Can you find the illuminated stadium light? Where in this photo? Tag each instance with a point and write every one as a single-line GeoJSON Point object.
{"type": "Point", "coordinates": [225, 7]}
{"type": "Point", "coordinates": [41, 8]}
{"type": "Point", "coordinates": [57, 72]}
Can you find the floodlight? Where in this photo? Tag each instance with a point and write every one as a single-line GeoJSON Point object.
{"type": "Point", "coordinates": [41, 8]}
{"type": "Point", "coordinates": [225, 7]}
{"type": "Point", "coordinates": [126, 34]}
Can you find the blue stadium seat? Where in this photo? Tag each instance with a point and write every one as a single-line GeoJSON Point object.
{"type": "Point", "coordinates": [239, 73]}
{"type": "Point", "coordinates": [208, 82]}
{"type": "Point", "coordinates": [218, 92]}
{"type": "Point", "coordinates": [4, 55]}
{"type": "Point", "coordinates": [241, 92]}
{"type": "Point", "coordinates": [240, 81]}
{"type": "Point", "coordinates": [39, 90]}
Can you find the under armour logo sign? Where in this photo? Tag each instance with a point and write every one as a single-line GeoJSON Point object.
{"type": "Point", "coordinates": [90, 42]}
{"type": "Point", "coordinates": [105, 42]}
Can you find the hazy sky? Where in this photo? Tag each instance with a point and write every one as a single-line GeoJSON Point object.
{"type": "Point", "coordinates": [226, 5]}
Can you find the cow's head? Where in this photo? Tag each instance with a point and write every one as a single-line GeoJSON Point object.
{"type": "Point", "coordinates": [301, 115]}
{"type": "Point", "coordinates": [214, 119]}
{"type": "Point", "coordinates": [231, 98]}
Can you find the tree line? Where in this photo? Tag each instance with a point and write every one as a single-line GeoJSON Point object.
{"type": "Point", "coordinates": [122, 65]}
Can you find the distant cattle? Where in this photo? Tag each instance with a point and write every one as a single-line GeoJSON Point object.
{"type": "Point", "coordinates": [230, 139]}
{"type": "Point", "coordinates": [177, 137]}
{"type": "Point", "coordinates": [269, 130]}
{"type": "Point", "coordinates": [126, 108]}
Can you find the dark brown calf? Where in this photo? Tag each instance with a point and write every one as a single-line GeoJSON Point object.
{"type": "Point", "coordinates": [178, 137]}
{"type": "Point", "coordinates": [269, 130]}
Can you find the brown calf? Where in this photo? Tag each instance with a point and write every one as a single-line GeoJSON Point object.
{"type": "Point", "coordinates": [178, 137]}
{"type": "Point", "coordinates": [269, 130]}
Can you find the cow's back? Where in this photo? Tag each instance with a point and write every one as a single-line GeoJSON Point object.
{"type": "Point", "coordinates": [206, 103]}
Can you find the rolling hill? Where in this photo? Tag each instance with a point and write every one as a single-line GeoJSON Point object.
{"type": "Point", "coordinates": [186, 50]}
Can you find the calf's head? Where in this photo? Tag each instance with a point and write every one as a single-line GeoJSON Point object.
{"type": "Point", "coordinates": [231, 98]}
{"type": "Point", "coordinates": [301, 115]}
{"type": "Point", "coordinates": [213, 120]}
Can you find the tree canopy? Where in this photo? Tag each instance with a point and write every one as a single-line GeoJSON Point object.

□ □ □ □ □ □ □

▶ **What you have to do**
The answer should hold the lines from the one containing "Can you find the tree line?" through the end of the entries above, set down exactly, with both ends included.

▶ **Answer space**
Can you find the tree line? Where in this photo? Tag each instance with a point and write every one as a single-line GeoJSON Point object.
{"type": "Point", "coordinates": [122, 65]}
Can you find the distant cattle? Where in this photo? Tag each instance with a point and write every one as a single-line GeoJSON Point object.
{"type": "Point", "coordinates": [230, 139]}
{"type": "Point", "coordinates": [177, 137]}
{"type": "Point", "coordinates": [269, 130]}
{"type": "Point", "coordinates": [126, 108]}
Can you find the dark brown calf? Where in this photo? Tag each instance with a point and write every one as a single-line GeoJSON Point object.
{"type": "Point", "coordinates": [178, 137]}
{"type": "Point", "coordinates": [269, 130]}
Can you find the brown calf? Where in this photo? Tag each instance with a point and write every one as a single-line GeoJSON Point object.
{"type": "Point", "coordinates": [178, 137]}
{"type": "Point", "coordinates": [269, 130]}
Can you find the cow's back? Where in this photo? Tag each instance with a point and write every one as a single-line GeoJSON Point object.
{"type": "Point", "coordinates": [206, 103]}
Can you find the rolling hill? Where in this photo? Tag each instance with a point and write every one as a single-line GeoJSON Point object.
{"type": "Point", "coordinates": [186, 50]}
Can you find the calf's head? Where in this photo? Tag each instance with a point and write every one as a single-line GeoJSON Point object.
{"type": "Point", "coordinates": [231, 98]}
{"type": "Point", "coordinates": [301, 115]}
{"type": "Point", "coordinates": [213, 120]}
Can you find the tree canopy? Where in this photo? Tag each instance with a point and write every one as a single-line GeoJSON Point object.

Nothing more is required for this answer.